### Directions for this task
Reproduce the part of the employment agreement starting with "Effective as of" and going on through "in this Agreement.", word for word.

### Quoted passage
- Opening Delimiter -
Effective as of June ____, 2007, the Company employs Employee, and Employee
hereby accepts employment by Company, and agrees to serve the Company, upon
the
terms and conditions set forth in this Agreement.
2. Term
of Employment.
The
Employee shall be employed for a period of three (3) year(s) from the date
set
forth in Paragraph 1 herein (the period of employment may be referred to as
the
“Term of Employment”).
3. Duties
of Employee.
So long
as employed hereunder, Employee agrees to devote Employee’s full business time
and energy to the business and affairs of the Company, to perform Employee’s
duties hereunder effectively, diligently and to the best of Employee’s ability
and to use Employee’s best efforts, skill and abilities to promote the Company’s
interests. Employee’s duties shall include, but are not limited to, sales and
management functions for the Company, as well as providing any other services
as
may be determined by the Company from time to time in the Company’s reasonable
discretion.
Note:
It
is understood that it is the Employee’s responsibility to produce the Company’s
quarterly and annual financials accurately and on time and if that does not
occur, the Company’s Board of Directors may change the Employee’s title, duties
and/or description, however, this contract will be otherwise
unaffected.
- Closing Delimiter -
### Given information
- Opening Delimiter -
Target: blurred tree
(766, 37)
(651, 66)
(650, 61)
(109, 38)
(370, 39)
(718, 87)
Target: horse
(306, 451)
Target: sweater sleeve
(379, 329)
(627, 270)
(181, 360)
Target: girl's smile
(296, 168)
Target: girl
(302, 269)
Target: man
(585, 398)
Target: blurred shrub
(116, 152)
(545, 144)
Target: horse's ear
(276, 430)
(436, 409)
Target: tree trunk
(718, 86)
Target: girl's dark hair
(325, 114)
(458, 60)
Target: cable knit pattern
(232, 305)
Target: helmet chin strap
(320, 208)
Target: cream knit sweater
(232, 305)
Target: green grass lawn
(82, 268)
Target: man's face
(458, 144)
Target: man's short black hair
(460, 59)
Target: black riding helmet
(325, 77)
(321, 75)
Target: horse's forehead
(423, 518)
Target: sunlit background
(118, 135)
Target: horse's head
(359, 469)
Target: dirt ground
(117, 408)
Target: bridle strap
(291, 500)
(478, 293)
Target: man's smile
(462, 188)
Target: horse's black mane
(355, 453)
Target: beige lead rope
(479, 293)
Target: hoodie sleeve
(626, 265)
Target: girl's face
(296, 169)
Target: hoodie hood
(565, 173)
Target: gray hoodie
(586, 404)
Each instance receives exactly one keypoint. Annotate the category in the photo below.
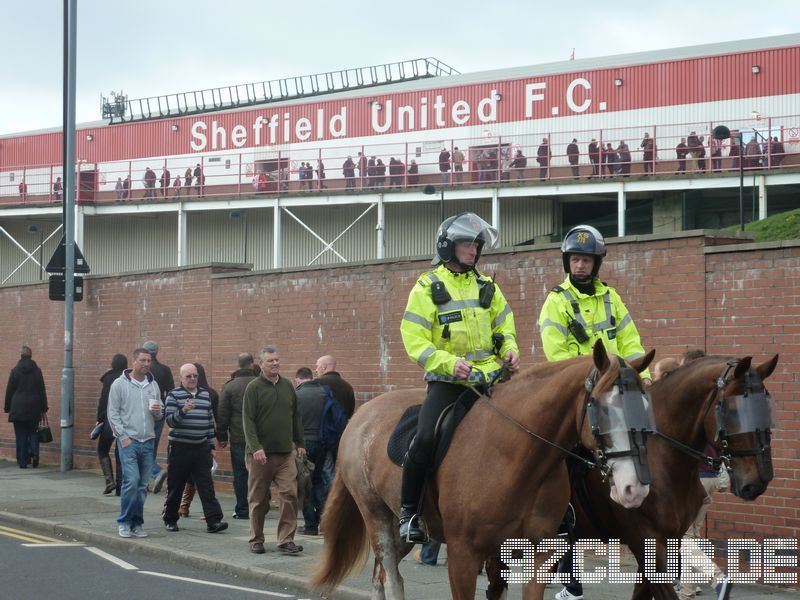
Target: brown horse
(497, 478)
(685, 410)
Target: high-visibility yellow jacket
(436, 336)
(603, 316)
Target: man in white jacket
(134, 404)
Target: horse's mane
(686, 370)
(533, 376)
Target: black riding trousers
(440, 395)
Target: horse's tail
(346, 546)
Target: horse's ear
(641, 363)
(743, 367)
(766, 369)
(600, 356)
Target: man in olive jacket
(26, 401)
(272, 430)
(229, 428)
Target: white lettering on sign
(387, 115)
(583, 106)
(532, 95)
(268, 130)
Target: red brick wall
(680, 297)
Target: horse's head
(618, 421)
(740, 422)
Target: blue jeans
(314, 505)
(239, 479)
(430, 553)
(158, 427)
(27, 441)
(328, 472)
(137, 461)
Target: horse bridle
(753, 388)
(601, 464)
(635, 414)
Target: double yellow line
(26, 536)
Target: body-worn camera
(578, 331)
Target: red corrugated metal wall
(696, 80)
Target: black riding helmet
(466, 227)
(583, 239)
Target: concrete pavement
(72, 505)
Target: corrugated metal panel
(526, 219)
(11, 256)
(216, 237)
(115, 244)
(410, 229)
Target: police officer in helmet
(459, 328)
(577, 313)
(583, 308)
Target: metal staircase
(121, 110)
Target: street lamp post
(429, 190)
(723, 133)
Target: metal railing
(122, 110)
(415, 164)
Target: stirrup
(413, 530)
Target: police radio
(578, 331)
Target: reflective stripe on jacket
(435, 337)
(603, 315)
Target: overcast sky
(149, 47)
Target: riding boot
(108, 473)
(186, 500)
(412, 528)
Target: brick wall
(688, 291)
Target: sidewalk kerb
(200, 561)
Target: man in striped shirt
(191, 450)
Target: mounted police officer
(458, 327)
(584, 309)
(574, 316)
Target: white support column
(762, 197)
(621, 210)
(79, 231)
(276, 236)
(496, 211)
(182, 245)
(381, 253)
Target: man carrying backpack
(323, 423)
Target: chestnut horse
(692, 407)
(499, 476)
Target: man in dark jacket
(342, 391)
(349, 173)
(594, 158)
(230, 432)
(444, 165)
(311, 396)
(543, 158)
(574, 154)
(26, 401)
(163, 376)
- Closing Delimiter -
### Finished exercise
Effective as of June ____, 2007, the Company employs Employee, and Employee
hereby accepts employment by Company, and agrees to serve the Company, upon
the
terms and conditions set forth in this Agreement.